[What to work on]:
Would you please copy each line of the listing that mentions "kale"?

■ ■ ■ ■ ■ ■ ■

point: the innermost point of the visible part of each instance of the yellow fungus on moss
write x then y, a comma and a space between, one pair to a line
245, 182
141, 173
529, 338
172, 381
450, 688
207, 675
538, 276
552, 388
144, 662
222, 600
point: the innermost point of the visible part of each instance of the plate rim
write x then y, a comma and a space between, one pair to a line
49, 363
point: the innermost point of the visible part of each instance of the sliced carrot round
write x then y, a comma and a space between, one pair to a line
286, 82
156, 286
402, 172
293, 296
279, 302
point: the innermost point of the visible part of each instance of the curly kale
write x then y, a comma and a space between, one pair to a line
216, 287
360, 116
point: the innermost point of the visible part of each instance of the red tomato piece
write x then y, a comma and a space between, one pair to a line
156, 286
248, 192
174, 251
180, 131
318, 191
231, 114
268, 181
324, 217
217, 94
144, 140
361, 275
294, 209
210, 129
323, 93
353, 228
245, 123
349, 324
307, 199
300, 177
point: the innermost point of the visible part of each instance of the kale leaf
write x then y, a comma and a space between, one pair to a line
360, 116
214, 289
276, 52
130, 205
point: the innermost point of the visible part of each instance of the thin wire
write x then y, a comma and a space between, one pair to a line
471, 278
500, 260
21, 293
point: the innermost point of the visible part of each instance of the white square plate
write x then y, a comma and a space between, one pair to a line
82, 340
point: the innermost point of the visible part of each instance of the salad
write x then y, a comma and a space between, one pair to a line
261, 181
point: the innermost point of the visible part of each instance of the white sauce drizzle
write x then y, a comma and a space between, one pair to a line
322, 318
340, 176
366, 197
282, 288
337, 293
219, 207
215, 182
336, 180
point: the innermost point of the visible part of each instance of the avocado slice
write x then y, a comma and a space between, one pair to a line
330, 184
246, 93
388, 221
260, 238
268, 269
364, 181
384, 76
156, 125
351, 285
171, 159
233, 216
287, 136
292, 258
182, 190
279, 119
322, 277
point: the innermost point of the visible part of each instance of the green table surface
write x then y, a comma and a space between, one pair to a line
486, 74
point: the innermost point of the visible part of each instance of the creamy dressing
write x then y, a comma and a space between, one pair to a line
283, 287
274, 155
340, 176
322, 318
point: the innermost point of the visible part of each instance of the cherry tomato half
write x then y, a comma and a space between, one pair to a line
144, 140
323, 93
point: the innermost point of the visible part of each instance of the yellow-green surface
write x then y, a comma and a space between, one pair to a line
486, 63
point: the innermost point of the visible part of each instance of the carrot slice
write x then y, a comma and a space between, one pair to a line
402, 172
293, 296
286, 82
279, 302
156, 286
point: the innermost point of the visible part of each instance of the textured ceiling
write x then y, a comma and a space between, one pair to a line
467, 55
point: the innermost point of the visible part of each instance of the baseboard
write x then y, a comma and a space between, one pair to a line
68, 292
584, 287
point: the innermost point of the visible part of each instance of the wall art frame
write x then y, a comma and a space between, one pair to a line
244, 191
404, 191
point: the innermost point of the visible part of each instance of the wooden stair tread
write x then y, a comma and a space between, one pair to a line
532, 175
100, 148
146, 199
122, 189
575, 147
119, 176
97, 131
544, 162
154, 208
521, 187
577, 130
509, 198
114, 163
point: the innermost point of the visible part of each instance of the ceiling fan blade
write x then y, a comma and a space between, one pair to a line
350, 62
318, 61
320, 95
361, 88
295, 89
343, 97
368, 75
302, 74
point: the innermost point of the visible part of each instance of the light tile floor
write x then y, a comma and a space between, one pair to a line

■ ■ ■ ■ ■ ■ ■

[Task solution]:
point: the innermost point of the visible part of each instance of the curly kale
point: the innermost point of the visible part of each instance of the kale leaf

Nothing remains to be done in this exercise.